==== STORED RECORDS ====

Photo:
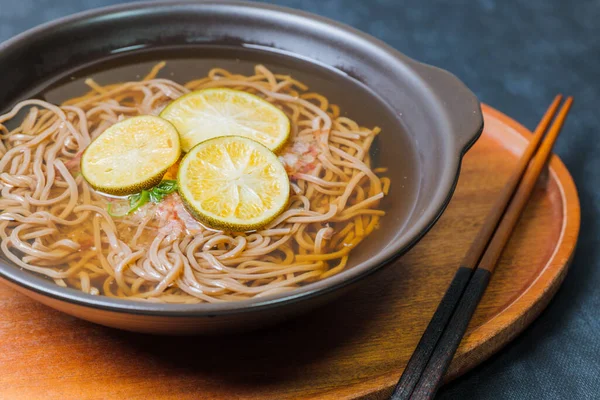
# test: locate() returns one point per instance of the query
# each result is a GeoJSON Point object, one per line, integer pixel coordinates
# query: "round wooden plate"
{"type": "Point", "coordinates": [355, 347]}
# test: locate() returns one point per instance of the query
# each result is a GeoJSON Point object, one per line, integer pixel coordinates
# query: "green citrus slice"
{"type": "Point", "coordinates": [131, 155]}
{"type": "Point", "coordinates": [209, 113]}
{"type": "Point", "coordinates": [233, 183]}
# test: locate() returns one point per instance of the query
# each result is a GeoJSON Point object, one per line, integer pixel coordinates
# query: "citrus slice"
{"type": "Point", "coordinates": [209, 113]}
{"type": "Point", "coordinates": [233, 183]}
{"type": "Point", "coordinates": [131, 155]}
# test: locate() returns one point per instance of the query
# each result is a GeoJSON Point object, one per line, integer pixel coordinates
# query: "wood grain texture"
{"type": "Point", "coordinates": [354, 347]}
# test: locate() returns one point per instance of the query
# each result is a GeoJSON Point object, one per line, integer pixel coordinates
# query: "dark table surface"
{"type": "Point", "coordinates": [515, 55]}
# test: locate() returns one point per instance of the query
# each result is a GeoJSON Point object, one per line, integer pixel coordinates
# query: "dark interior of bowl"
{"type": "Point", "coordinates": [372, 85]}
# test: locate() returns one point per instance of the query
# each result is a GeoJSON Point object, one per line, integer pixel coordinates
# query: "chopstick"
{"type": "Point", "coordinates": [432, 356]}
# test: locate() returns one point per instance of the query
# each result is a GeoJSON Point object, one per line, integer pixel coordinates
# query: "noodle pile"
{"type": "Point", "coordinates": [54, 224]}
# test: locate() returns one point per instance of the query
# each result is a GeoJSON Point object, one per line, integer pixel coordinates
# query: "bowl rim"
{"type": "Point", "coordinates": [29, 281]}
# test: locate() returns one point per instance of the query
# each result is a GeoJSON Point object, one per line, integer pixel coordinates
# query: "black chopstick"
{"type": "Point", "coordinates": [424, 371]}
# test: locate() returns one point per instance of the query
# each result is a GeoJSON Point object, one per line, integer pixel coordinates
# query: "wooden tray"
{"type": "Point", "coordinates": [355, 347]}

====

§ WORK TO BE COMPLETED:
Quote the entries above word for word. Leave the images out.

§ RESULT BELOW:
Photo:
# test: locate() returns one point per instance of the query
# each result is a GeoJSON Point object, one per line, integer pixel coordinates
# query: "round wooden plate"
{"type": "Point", "coordinates": [355, 347]}
# test: locate() returns one point per instance of the query
# each result is a GeoJSON Point object, one per line, integer pixel coordinates
# query: "green citrus slice"
{"type": "Point", "coordinates": [131, 155]}
{"type": "Point", "coordinates": [209, 113]}
{"type": "Point", "coordinates": [233, 183]}
# test: locate() returns one point per instance of the query
# each result is a GeoJSON Point object, one per line, integer pixel coordinates
# query: "citrus slice"
{"type": "Point", "coordinates": [209, 113]}
{"type": "Point", "coordinates": [233, 183]}
{"type": "Point", "coordinates": [131, 155]}
# test: locate() returns one point per instance of the query
# each result is a GeoJSON Point object, one per line, integer pixel coordinates
# query: "wood grain texture"
{"type": "Point", "coordinates": [354, 347]}
# test: locate() returns one point per instance of the query
# each result is a GeoJSON Point object, one per line, integer pixel coordinates
# query: "dark table surface"
{"type": "Point", "coordinates": [515, 55]}
# test: locate() returns one point per instance of the query
# each result is a GeoJSON Point object, one per line, integer pixel coordinates
# query: "dark interior of bowl"
{"type": "Point", "coordinates": [372, 85]}
# test: locate() returns one point per instance of the query
# each result is a GeoJSON Point object, one per line, integer pixel coordinates
# query: "chopstick"
{"type": "Point", "coordinates": [432, 356]}
# test: locate() returns one point per instance of the query
# each result is a GeoJSON Point object, one per line, integer pixel coordinates
# query: "noodle pile"
{"type": "Point", "coordinates": [54, 224]}
# test: locate() returns one point per instance of the query
# each result is a GeoJSON Point object, one per line, integer pixel coordinates
# query: "bowl rim"
{"type": "Point", "coordinates": [29, 281]}
# test: locate() returns one point per instance of the query
# each result is a GeoJSON Point object, one per line, integer pixel coordinates
# query: "black chopstick"
{"type": "Point", "coordinates": [424, 371]}
# test: locate() returns one point per instance of the query
# each result is a GeoJSON Point object, one per line, integer pixel coordinates
# query: "wooden tray"
{"type": "Point", "coordinates": [355, 347]}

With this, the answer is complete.